◆ EXTRACT TO READ:
Asking a Palestinian to describe his or her legal status can elicit an answer
that lasts for several minutes—and is still full of ambiguities.
Heading toward an Israeli checkpoint in the
Palestinian territories.
As long as hope
existed for a two-state solution that would see Palestinians’ rights
recognized, it was possible to view the situation within Israel’s 1967
boundaries as one of de jure equality combined with de facto discrimination
against some citizens—an unfortunate but common reality in much of the world.
But when one acknowledges the one-state reality, something more pernicious is
revealed. In that one state, there are some whose movement, travel, civil
status, economic activities, property rights, and access to public services are
severely restricted. A substantial share of lifelong residents with deep and
continuous roots in the territory of that state are rendered stateless. And all
these categories and gradations of marginalization are enforced by legal,
political, and security measures imposed by state actors who are accountable to
only a portion of the population.
Naming this reality
is politically contentious, even as a consensus has formed about the abiding
and severe inequalities that define it. A flurry of reports by Israeli and
international nongovernmental organizations documenting these inequalities have
driven the term “apartheid” from the margins of the Israeli-Palestinian debate
to its center. Apartheid refers to the system of racial segregation that South
Africa’s white minority government used to enshrine white supremacy from 1948
to the early 1990s. It has since been defined under international law and by
the International Criminal Court as a legalized scheme of racial segregation
and discrimination and deemed a crime against humanity. Major human rights
organizations, including Human Rights Watch and Amnesty International, have
applied the term to Israel. So have many academics: according to a March 2022
poll of Middle East–focused scholars who are members of three large academic
associations, 60 percent of respondents described the situation in Israel and
the Palestinian territories as a “one-state reality with inequality akin to
apartheid.”

◆ RECORDED INFORMATION:

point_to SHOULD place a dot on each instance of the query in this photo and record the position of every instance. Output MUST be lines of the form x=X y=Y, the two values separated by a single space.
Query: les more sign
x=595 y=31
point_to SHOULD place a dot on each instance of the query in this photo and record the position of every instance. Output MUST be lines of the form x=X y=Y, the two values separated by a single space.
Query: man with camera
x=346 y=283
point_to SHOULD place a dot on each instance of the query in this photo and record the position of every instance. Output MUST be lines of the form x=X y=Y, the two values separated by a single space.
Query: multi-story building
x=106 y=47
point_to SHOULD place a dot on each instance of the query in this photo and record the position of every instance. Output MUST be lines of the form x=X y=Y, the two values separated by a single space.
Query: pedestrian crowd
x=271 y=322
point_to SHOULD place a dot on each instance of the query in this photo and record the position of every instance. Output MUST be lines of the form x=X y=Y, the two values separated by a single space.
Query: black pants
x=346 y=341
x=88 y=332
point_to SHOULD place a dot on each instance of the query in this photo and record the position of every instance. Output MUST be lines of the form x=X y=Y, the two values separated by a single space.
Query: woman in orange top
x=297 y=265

◆ WHAT TO WORK ON:
[1] Transcribe, without any change, everything in the passage on the one-state reality from "Asking a Palestinian" down to "Palestinian territories.".
[2] According to the passage on the one-state reality, what percentage of respondents in the March 2022 poll of Middle East–focused scholars described the situation as a "one-state reality with inequality akin to apartheid"?

◆ EXPECTED RESPONSES:
[1]
Asking a Palestinian to describe his or her legal status can elicit an answer
that lasts for several minutes—and is still full of ambiguities.
Heading toward an Israeli checkpoint in the
Palestinian territories.

[2] 60 percent